● **Instruction**
Pictures in the data below are not part of the copy; transcribe everything else exactly.

===== Records shown

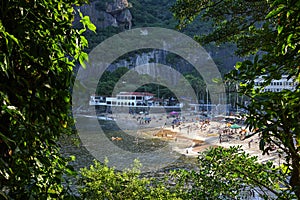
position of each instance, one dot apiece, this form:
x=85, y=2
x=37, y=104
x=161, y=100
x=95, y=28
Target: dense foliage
x=38, y=51
x=268, y=30
x=102, y=182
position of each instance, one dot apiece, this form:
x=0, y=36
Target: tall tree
x=38, y=52
x=268, y=30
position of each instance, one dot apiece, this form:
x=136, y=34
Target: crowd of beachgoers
x=191, y=134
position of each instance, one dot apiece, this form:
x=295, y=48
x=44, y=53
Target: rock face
x=115, y=14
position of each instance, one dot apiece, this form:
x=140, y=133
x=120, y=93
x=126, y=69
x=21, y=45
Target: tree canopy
x=268, y=32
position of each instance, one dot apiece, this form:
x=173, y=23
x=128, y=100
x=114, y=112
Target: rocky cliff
x=103, y=14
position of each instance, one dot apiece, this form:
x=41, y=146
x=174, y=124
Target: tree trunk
x=295, y=176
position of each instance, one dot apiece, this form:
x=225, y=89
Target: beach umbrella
x=235, y=126
x=173, y=113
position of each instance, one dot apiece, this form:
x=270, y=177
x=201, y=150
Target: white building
x=122, y=99
x=276, y=85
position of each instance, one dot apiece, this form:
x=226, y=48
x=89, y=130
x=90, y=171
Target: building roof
x=136, y=94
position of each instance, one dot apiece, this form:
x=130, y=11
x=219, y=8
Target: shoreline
x=189, y=138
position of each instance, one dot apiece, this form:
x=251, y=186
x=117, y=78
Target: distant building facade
x=276, y=85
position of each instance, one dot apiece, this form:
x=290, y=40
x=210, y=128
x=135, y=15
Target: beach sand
x=189, y=138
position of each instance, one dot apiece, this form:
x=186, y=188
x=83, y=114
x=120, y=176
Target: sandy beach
x=193, y=135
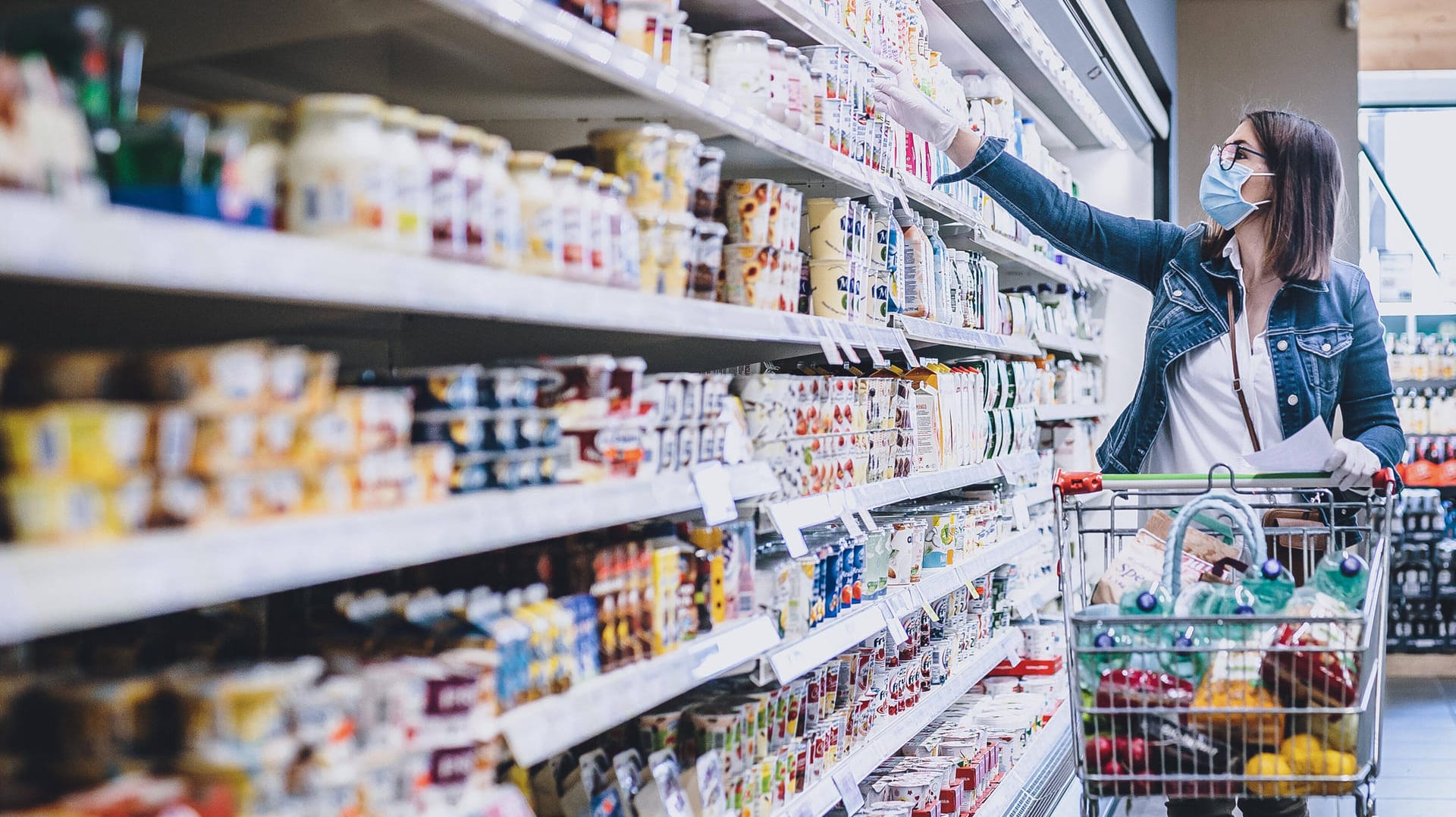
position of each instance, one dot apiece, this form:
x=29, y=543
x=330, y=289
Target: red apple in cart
x=1138, y=755
x=1100, y=750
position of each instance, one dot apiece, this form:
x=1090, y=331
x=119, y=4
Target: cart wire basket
x=1218, y=692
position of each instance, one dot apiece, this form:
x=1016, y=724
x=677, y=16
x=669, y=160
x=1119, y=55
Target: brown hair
x=1308, y=182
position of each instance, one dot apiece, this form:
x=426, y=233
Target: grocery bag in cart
x=1215, y=649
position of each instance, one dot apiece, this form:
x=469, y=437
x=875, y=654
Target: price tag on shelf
x=837, y=332
x=897, y=628
x=905, y=347
x=827, y=344
x=715, y=494
x=848, y=790
x=783, y=519
x=1019, y=511
x=875, y=356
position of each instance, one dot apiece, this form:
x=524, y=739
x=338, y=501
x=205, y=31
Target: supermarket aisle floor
x=1419, y=768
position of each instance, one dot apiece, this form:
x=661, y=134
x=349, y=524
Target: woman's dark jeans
x=1251, y=807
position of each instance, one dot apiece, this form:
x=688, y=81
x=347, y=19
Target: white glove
x=1351, y=462
x=903, y=101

==========

● **Response**
position of each instance, one dot apiece, this form:
x=85, y=2
x=37, y=104
x=161, y=100
x=95, y=28
Target: dense foliage
x=38, y=51
x=268, y=30
x=102, y=182
position of each instance, one dot apiece, this form:
x=0, y=36
Target: tall tree
x=38, y=52
x=268, y=30
position of each instance, one dot apiece, this form:
x=136, y=34
Target: crowd of beachgoers
x=191, y=134
position of each instance, one dot apiece, this form:
x=295, y=48
x=44, y=53
Target: rock face
x=115, y=14
position of each instance, one dot apiece, this form:
x=140, y=133
x=120, y=93
x=126, y=69
x=21, y=45
Target: tree canopy
x=268, y=32
position of each instance, one dot apiece, this form:
x=173, y=23
x=128, y=100
x=114, y=112
Target: rocky cliff
x=103, y=14
position of each instance, one dot apiece, this form:
x=41, y=146
x=174, y=124
Target: tree trunk
x=295, y=176
position of each instance, one dot apiece, this form:
x=225, y=89
Target: beach umbrella
x=235, y=126
x=173, y=113
position of each instance, one dot apiece, this form:
x=270, y=177
x=201, y=150
Target: white building
x=122, y=99
x=276, y=85
position of each instance, one dot apiece, this form:
x=226, y=48
x=89, y=130
x=90, y=171
Target: building roof
x=136, y=94
position of each instance, one dot apiece, this form:
x=130, y=11
x=219, y=8
Target: shoreline
x=189, y=138
position of each instance, one dot apiece, this form:
x=251, y=186
x=117, y=78
Target: distant building facade
x=276, y=85
position of each instance, one dot apiece, this form:
x=290, y=40
x=210, y=128
x=135, y=15
Target: beach sand
x=189, y=138
position of each instance, one dot apiece, this form:
x=186, y=188
x=83, y=114
x=120, y=176
Target: sandy beach
x=193, y=135
position of each instance, one dot apiece, this form:
x=29, y=543
x=330, y=289
Target: red apple in cart
x=1138, y=755
x=1100, y=750
position of each instance, one dot apiece, this form:
x=1090, y=331
x=119, y=4
Target: cart wire basket
x=1218, y=692
position of each instance, one dot apiece, this form:
x=1016, y=724
x=677, y=16
x=669, y=160
x=1119, y=55
Target: brown hair
x=1308, y=182
position of each instance, one dot apiece, this form:
x=426, y=233
Target: grocery bag in cart
x=1215, y=649
position of each instance, one dot apiece, this form:
x=469, y=437
x=875, y=654
Target: price tag on shelf
x=837, y=332
x=897, y=628
x=905, y=347
x=827, y=344
x=715, y=494
x=848, y=790
x=783, y=519
x=1019, y=511
x=875, y=356
position of each instance, one dot apiece, this form:
x=524, y=739
x=338, y=501
x=205, y=31
Target: supermarket aisle floor
x=1419, y=768
position of each instance, one dot apiece, this form:
x=661, y=134
x=349, y=524
Target: woman's dark jeans
x=1251, y=807
position of each instance, one dot apiece, this form:
x=688, y=81
x=347, y=19
Target: white glove
x=1351, y=462
x=903, y=101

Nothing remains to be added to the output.